Written task:
Report every line of the records below that contains the string "target".

(Outline annotation records)
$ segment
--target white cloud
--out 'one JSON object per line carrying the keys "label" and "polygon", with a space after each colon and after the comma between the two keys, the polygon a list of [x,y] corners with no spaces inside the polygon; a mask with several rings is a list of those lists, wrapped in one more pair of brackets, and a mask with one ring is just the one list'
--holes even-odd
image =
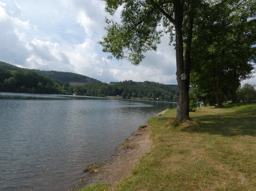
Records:
{"label": "white cloud", "polygon": [[88,37],[91,37],[97,24],[94,21],[87,16],[85,13],[80,11],[77,22],[83,27]]}
{"label": "white cloud", "polygon": [[[106,33],[100,0],[0,0],[0,61],[23,67],[70,71],[104,82],[177,84],[175,53],[165,36],[138,66],[107,59],[97,42]],[[121,8],[114,16],[120,22]],[[256,77],[249,80],[255,82]]]}

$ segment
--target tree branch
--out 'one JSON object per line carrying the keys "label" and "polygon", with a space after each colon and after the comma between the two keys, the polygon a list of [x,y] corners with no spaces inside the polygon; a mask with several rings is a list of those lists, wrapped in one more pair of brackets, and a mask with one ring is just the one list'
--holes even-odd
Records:
{"label": "tree branch", "polygon": [[[172,23],[173,23],[173,24],[175,24],[175,20],[173,18],[172,16],[171,16],[170,15],[169,15],[168,13],[167,13],[164,9],[161,7],[160,5],[159,5],[157,3],[156,3],[154,0],[149,0],[151,3],[155,5],[155,6],[156,6],[157,8],[159,9],[159,10],[165,15],[165,16]],[[165,1],[165,2],[164,2],[164,3],[167,3],[171,2],[171,1]]]}
{"label": "tree branch", "polygon": [[139,22],[138,22],[137,23],[136,23],[136,24],[134,24],[133,26],[132,26],[130,30],[132,30],[132,29],[133,29],[134,28],[137,27],[137,26],[138,26],[139,25],[140,25],[140,24],[141,23],[142,23],[143,22],[144,20],[145,20],[145,19],[146,19],[149,16],[149,15],[153,12],[153,11],[154,11],[154,8],[153,8],[150,11],[149,11],[149,12],[148,13],[148,14],[147,14],[147,15],[143,17]]}

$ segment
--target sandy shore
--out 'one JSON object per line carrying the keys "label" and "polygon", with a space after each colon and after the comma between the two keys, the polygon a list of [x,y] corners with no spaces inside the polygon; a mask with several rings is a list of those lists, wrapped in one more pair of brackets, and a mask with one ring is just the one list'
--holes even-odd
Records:
{"label": "sandy shore", "polygon": [[[100,164],[100,167],[92,165],[91,172],[86,172],[80,182],[70,191],[77,191],[96,183],[114,186],[123,178],[129,176],[140,159],[151,150],[150,129],[148,125],[139,128],[116,148],[112,157]],[[94,167],[97,168],[93,169]]]}
{"label": "sandy shore", "polygon": [[[157,115],[161,116],[167,110],[166,109]],[[130,176],[140,158],[151,149],[150,133],[150,126],[139,127],[116,149],[112,157],[99,164],[100,166],[88,166],[90,172],[86,172],[80,182],[69,191],[77,191],[97,183],[111,184],[113,187],[122,178]]]}

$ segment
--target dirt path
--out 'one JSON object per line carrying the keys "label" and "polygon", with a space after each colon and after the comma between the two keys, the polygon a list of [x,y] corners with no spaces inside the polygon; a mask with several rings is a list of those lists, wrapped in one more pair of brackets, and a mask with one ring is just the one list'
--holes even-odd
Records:
{"label": "dirt path", "polygon": [[129,176],[140,159],[150,151],[152,145],[150,139],[151,127],[140,128],[116,150],[114,155],[105,160],[102,166],[92,165],[74,188],[77,190],[87,185],[104,183],[112,186],[123,178]]}

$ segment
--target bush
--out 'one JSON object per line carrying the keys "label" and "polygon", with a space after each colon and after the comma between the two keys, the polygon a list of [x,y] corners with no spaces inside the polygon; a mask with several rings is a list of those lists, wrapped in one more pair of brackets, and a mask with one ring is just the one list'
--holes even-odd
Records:
{"label": "bush", "polygon": [[190,105],[189,109],[190,112],[195,112],[197,110],[197,99],[196,95],[191,92],[189,92]]}

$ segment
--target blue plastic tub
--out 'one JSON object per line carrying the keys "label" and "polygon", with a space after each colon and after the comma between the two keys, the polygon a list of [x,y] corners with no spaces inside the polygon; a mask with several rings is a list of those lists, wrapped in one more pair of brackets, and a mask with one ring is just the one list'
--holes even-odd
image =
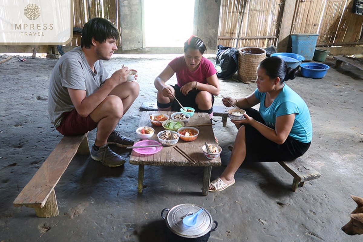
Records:
{"label": "blue plastic tub", "polygon": [[302,63],[300,65],[300,72],[305,77],[318,78],[324,77],[329,68],[329,66],[322,63]]}
{"label": "blue plastic tub", "polygon": [[319,34],[291,34],[293,53],[303,56],[305,61],[311,61],[314,56]]}
{"label": "blue plastic tub", "polygon": [[292,68],[298,68],[305,58],[301,55],[294,53],[278,52],[271,54],[271,56],[278,56],[283,59],[287,64],[287,66]]}

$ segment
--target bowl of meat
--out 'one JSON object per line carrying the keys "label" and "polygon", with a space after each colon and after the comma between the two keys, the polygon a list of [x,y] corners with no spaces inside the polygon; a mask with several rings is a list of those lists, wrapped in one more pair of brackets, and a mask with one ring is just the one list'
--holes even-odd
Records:
{"label": "bowl of meat", "polygon": [[155,130],[151,127],[144,126],[139,127],[136,130],[136,134],[141,139],[148,139],[154,135]]}
{"label": "bowl of meat", "polygon": [[182,121],[184,123],[187,124],[190,119],[190,115],[181,112],[177,112],[172,114],[170,115],[170,118],[172,120]]}
{"label": "bowl of meat", "polygon": [[158,133],[159,141],[163,145],[170,146],[178,143],[180,135],[176,131],[163,130]]}

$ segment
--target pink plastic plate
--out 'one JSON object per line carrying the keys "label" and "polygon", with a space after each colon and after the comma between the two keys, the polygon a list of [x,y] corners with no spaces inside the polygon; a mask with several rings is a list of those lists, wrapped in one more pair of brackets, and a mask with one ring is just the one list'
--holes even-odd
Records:
{"label": "pink plastic plate", "polygon": [[[153,144],[161,144],[155,140],[141,140],[134,144],[134,146],[141,145],[151,145]],[[136,153],[141,155],[152,155],[158,153],[163,148],[162,146],[157,147],[146,147],[144,148],[134,148],[132,149]]]}

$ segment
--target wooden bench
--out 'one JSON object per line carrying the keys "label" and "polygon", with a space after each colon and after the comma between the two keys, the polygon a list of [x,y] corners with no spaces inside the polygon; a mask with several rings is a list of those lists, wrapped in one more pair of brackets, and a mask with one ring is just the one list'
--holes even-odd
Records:
{"label": "wooden bench", "polygon": [[[228,113],[227,110],[228,108],[224,106],[213,106],[213,116],[222,117],[222,122],[223,127],[227,123],[227,118]],[[144,102],[139,108],[140,111],[157,111],[158,106],[156,103]]]}
{"label": "wooden bench", "polygon": [[343,65],[343,63],[345,62],[363,70],[363,65],[360,63],[359,61],[355,60],[354,59],[347,58],[343,56],[334,56],[333,57],[333,58],[337,60],[337,62],[335,62],[336,68],[341,66]]}
{"label": "wooden bench", "polygon": [[278,164],[294,177],[291,190],[295,192],[298,187],[302,187],[304,182],[320,177],[320,173],[299,157],[290,161],[279,161]]}
{"label": "wooden bench", "polygon": [[87,134],[64,137],[14,201],[14,205],[33,208],[38,217],[57,216],[54,187],[75,155],[89,153]]}

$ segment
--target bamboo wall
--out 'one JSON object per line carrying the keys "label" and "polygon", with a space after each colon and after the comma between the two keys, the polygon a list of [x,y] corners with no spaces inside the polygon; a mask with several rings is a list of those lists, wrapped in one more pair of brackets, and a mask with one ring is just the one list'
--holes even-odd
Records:
{"label": "bamboo wall", "polygon": [[[118,9],[118,0],[73,0],[73,26],[82,28],[89,20],[101,17],[110,20],[121,32]],[[119,40],[118,45],[121,46],[121,40]],[[80,44],[79,35],[74,34],[73,39],[66,45],[76,46]]]}
{"label": "bamboo wall", "polygon": [[[222,0],[218,44],[237,48],[277,46],[285,1]],[[357,41],[363,16],[352,12],[353,2],[296,0],[290,33],[319,33],[318,44]]]}

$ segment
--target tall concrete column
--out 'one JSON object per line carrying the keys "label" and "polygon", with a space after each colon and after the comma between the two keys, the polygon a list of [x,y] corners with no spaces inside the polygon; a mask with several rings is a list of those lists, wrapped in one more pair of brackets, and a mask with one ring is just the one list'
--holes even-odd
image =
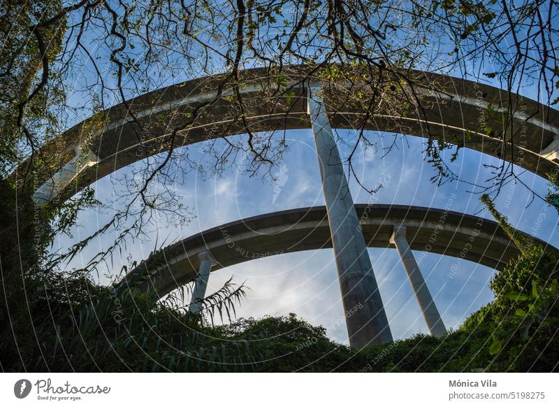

Worked solution:
--target white cloud
--target tree branch
--target sandy shore
--target dirt path
--target bush
--target blue plastic tub
--target bowl of meat
--target pink plastic plate
--target wooden bench
--target bamboo wall
--target tall concrete column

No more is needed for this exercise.